» MATERIAL PROVIDED
== == ==
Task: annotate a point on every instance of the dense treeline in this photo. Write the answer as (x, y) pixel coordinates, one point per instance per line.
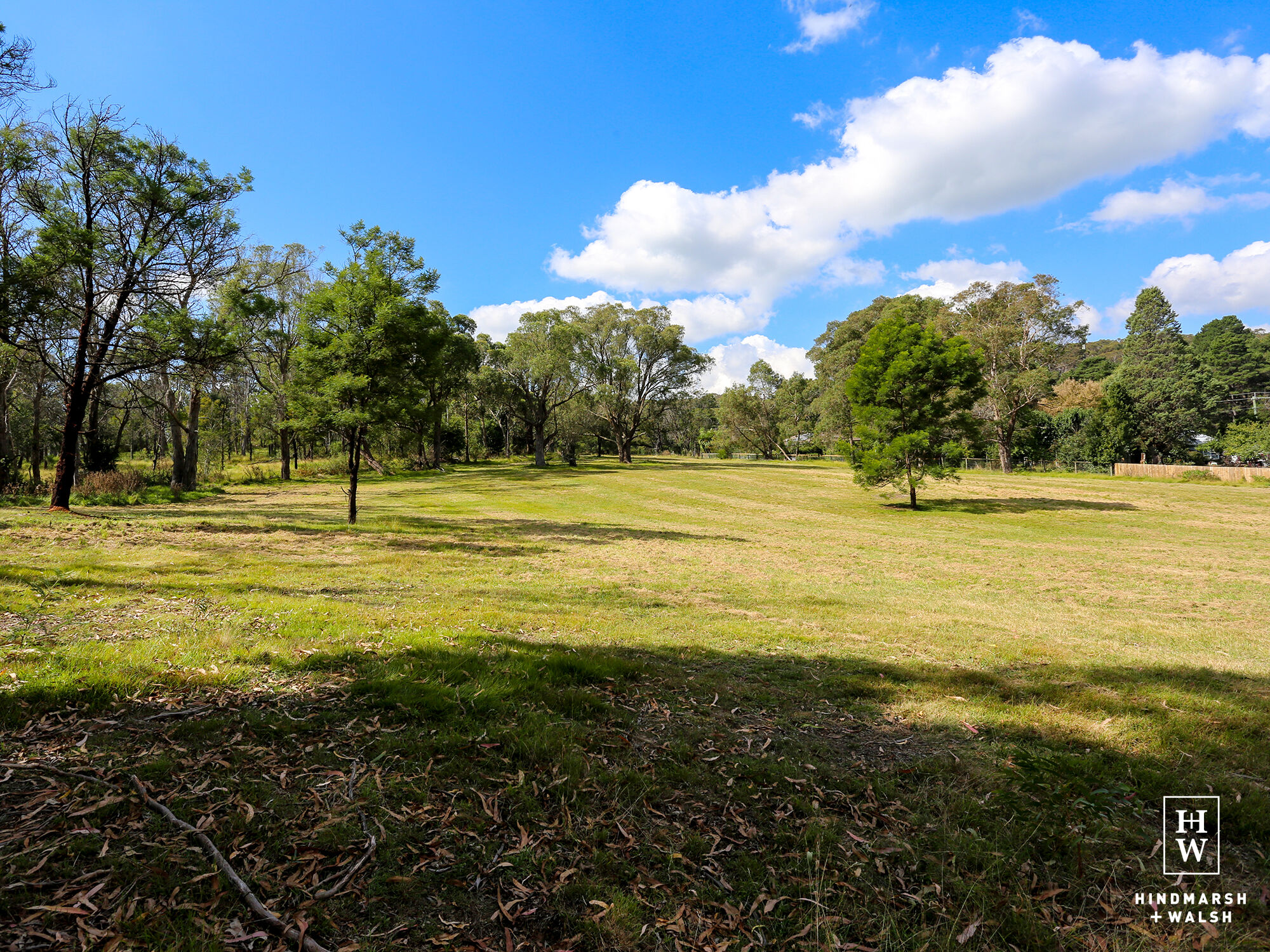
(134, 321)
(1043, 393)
== == ==
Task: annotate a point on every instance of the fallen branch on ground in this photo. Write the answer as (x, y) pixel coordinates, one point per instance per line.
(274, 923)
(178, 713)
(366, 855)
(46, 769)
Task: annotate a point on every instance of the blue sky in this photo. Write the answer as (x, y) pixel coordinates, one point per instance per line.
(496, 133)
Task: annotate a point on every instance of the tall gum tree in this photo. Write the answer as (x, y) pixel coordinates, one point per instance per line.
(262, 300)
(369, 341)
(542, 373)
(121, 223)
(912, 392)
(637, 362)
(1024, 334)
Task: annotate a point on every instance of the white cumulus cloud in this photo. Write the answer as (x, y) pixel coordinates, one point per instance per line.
== == ==
» STATED TASK
Gather every line in the rows above that contains the word "this", and copy each such line in full.

» TASK RESULT
Task: annotate a point on every instance of the dense treeline in this photo. Write the answer as (x, y) pixel coordinates, one point per instance per line.
Task: annotate a point on every instance of the fallen branch on ground in this photo. Write the answer as (x, y) pixel coordinates, one point per instance per line.
Task: annotate a point on every instance of the blue sky in this photo. Write the answer as (x, y) pixel coordinates, one point per instance per line.
Task: annotate a point on every instance of the tall gum tree in this photo. Write the answer as (x, y) pixel coordinates, one point per instance per line.
Task: annotate a point on every instance of the white cumulus cloud in this photo. Write the answer as (x, y) pixel coordinates, one point per instance per line.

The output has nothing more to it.